START Passage

Non-resident Ghanaians barred from Govt medium-term securities

Accra, Sept. 12, GNA - Participation of non-resident Ghanaians in the Government medium term securities to be listed on the Ghana stock Exchange later this month will not be allowed.

Mr Francis Andoh, Head of Treasury Bank of Ghana; told the Ghana News Agency that the current legislation governing dealings in money market securities did not permit non-residents to play part in the money market.

However, he said, a review of the position was envisaged in the proposed Foreign Exchange Bill, which was currently before Parliament adding that when the bill was passed the Government would act appropriately.

Mr Andoh granted the interview shortly after presenting a paper on the salient features of the Medium-Term Government Bonds at a workshop organized by the Ghana Stock Exchange to equip all Bank of Ghana authorized Primary Dealers and Licensed Dealing Members of the exchange with the fundamentals of bond pricing and trading.

About 2.4 trillion cedis worth of Government medium term securities are to be listed on the Ghana Stock Exchange by the end of September as part of efforts to enhance the secondary market for debt securities and to facilitate and deepen the capital market.

However, only government debt instruments that carry fixed interest rates would be on the Exchange. These are the Government of Ghana 2-yr Fixed Rate Note and the Government of Ghana 3-yr Fixed Rate Bond, which were issued between January and August 2006.

END Passage

■ **Prompt**
In the securities article, can you condense the paragraph beginning "Mr Andoh granted the interview" into one shorter sentence that keeps its main facts?

START Records provided

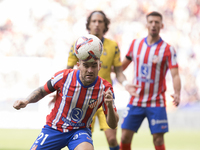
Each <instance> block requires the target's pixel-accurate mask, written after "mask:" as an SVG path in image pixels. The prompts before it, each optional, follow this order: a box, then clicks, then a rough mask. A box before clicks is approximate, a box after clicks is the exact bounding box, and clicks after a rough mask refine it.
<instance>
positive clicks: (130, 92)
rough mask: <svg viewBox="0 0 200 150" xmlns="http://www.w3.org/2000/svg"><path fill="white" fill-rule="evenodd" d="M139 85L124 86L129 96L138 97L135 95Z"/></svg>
mask: <svg viewBox="0 0 200 150" xmlns="http://www.w3.org/2000/svg"><path fill="white" fill-rule="evenodd" d="M140 87H141V86H139V85H133V84H129V83H128V84H126V85H125V89H126V90H127V91H128V92H129V94H130V95H131V96H135V97H139V95H138V94H137V93H136V91H137V88H140Z"/></svg>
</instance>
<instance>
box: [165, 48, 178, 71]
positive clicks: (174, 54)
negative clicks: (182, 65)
mask: <svg viewBox="0 0 200 150" xmlns="http://www.w3.org/2000/svg"><path fill="white" fill-rule="evenodd" d="M168 51H169V52H168V57H167V61H168V66H169V68H170V69H171V68H177V67H178V63H177V55H176V51H175V49H174V48H173V47H172V46H170V47H169V49H168Z"/></svg>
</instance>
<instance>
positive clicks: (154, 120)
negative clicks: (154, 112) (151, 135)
mask: <svg viewBox="0 0 200 150" xmlns="http://www.w3.org/2000/svg"><path fill="white" fill-rule="evenodd" d="M162 123H168V122H167V120H155V119H152V120H151V125H152V126H154V125H156V124H162Z"/></svg>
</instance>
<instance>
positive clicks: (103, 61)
mask: <svg viewBox="0 0 200 150" xmlns="http://www.w3.org/2000/svg"><path fill="white" fill-rule="evenodd" d="M102 43H103V52H102V55H101V57H100V60H101V62H102V64H101V69H100V71H99V74H98V75H99V76H100V77H102V78H103V79H105V80H107V81H108V82H110V83H111V84H112V80H111V77H110V73H111V66H114V67H118V66H121V65H122V63H121V59H120V50H119V47H118V44H117V43H116V42H115V41H113V40H110V39H107V38H103V39H102ZM77 61H78V58H77V57H76V55H75V53H74V44H73V45H72V46H71V49H70V52H69V57H68V62H67V65H68V66H71V67H73V66H74V65H76V64H77Z"/></svg>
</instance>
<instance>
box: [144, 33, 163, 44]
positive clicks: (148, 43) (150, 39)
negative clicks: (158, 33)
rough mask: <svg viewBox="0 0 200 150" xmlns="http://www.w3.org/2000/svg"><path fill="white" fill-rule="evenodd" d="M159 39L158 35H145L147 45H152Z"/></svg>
mask: <svg viewBox="0 0 200 150" xmlns="http://www.w3.org/2000/svg"><path fill="white" fill-rule="evenodd" d="M159 40H160V36H159V35H158V36H156V37H152V36H150V35H148V37H147V43H148V45H153V44H154V43H156V42H157V41H159Z"/></svg>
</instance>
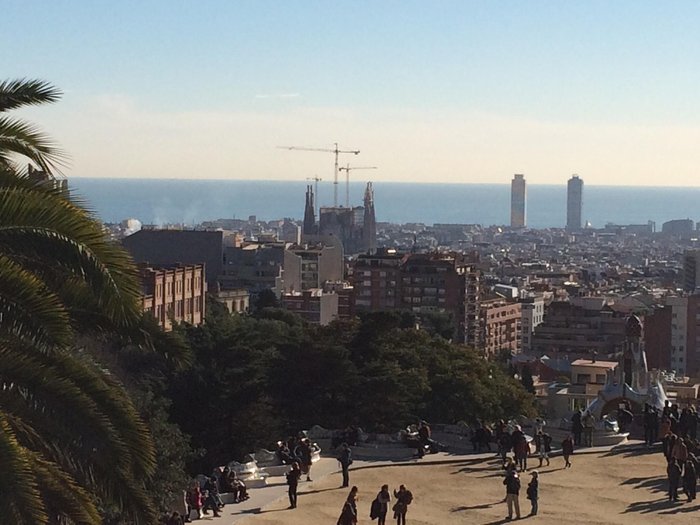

END Records provided

■ **Result of this task**
Mr Andoh spoke to the Ghana News Agency after presenting a paper on the key features of the Medium-Term Government Bonds at a Ghana Stock Exchange workshop that trained Bank of Ghana authorized Primary Dealers and Licensed Dealing Members of the exchange in the basics of bond pricing and trading.